### EJERCICIO ESCRITO 1
Indica cuántas líneas de las entradas contienen la cadena "church", distinguiendo entre mayúsculas y minúsculas. Responde solo con el número.

Por otra parte, el homenaje al New Yorker queda plasmado no solo en el tipo de historias; principalmente, en la paleta de colores pastel y tonos parcialmente opuestos de las escenas, que guardan constantes reminicencias a las portadas de la revista.

Posiblemente, este manejo no habría sido posible con un cineasta que no fuera Wes Anderson: sujeto obstinado en paletas pasteles, en colores vibrantes, de otra realidad, que recuerdan al estilo de Monet y hasta de Van Gogh.

No será su filme más afamado, pero sí aquel donde demuestra la madurez y una justificación “editorial” para emplear el estilo que ha alimentado durante años.

Sí, es un recorrido por el periodismo, tanto de la parte romantizada de la profesión como de sus propios errores, de la frivolidad del gremio, el vicio incesante por lo inmediato. Ante la muerte, los periodistas concluyen con su fatidica condición. “La historia debe seguir”, y continúan escribiendo.

Desde la perspectiva del periodismo, es una oda, una caricia y también un suave regaño. Ahí está el fotoperiodista; ahí el reportero cultural; ahí el cronista de los acontecimientos socio-históricos; ahí, también, quien coexiste piel a piel con las autoridades en la investigación de un crimen.

Para el espectador, es decir, para el lector, es una manifestación de la multiplicidad de historias, casi adversas, que puede haber en una sola publicación: la expresión de que habitamos en un universo multidimensional, cambiante, donde todo es distinto en una vuelta de página.

### ENTRADAS SIN PROCESAR
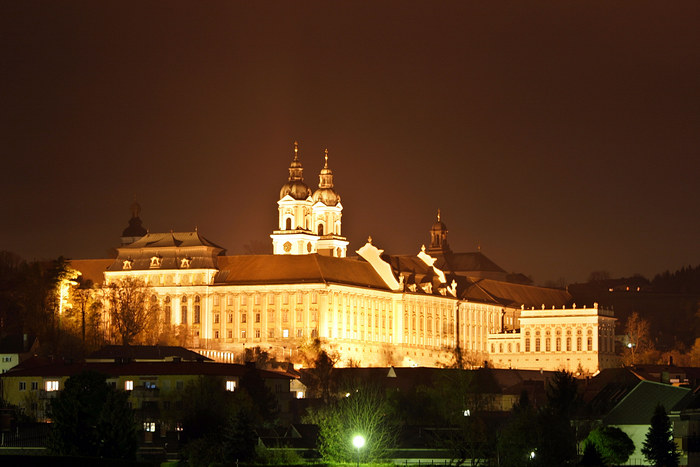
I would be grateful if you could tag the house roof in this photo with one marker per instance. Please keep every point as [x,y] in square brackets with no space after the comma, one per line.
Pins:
[171,239]
[297,269]
[515,295]
[92,269]
[146,353]
[47,368]
[637,407]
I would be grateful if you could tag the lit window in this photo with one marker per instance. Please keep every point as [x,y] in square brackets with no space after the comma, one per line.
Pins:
[51,385]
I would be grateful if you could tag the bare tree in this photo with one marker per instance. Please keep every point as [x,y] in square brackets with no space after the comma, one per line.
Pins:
[132,309]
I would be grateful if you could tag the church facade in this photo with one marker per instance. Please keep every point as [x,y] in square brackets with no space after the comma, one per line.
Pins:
[371,309]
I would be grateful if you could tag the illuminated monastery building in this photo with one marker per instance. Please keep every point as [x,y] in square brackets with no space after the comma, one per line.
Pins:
[372,309]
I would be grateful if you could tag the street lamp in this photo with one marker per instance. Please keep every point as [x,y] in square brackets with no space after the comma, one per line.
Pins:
[358,441]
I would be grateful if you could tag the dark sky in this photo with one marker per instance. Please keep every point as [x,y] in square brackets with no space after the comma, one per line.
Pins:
[563,137]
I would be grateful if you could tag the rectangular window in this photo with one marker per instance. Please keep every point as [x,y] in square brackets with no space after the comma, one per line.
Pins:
[51,385]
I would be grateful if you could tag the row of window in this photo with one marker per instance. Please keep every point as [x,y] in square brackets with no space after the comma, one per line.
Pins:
[53,385]
[557,345]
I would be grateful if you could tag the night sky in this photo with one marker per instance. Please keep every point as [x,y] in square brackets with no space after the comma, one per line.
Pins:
[562,137]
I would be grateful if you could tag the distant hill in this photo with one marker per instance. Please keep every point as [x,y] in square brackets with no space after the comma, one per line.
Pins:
[670,302]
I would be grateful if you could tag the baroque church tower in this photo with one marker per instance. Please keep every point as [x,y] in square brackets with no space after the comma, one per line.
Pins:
[308,223]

### EJERCICIO ESCRITO 2
Reproduce literalmente el pasaje del texto sobre Wes Anderson y el periodismo que comienza en "Posiblemente, este manejo" y termina en "y continúan escribiendo.".

### RESPUESTA 1
2

### RESPUESTA 2
Posiblemente, este manejo no habría sido posible con un cineasta que no fuera Wes Anderson: sujeto obstinado en paletas pasteles, en colores vibrantes, de otra realidad, que recuerdan al estilo de Monet y hasta de Van Gogh.

No será su filme más afamado, pero sí aquel donde demuestra la madurez y una justificación “editorial” para emplear el estilo que ha alimentado durante años.

Sí, es un recorrido por el periodismo, tanto de la parte romantizada de la profesión como de sus propios errores, de la frivolidad del gremio, el vicio incesante por lo inmediato. Ante la muerte, los periodistas concluyen con su fatidica condición. “La historia debe seguir”, y continúan escribiendo.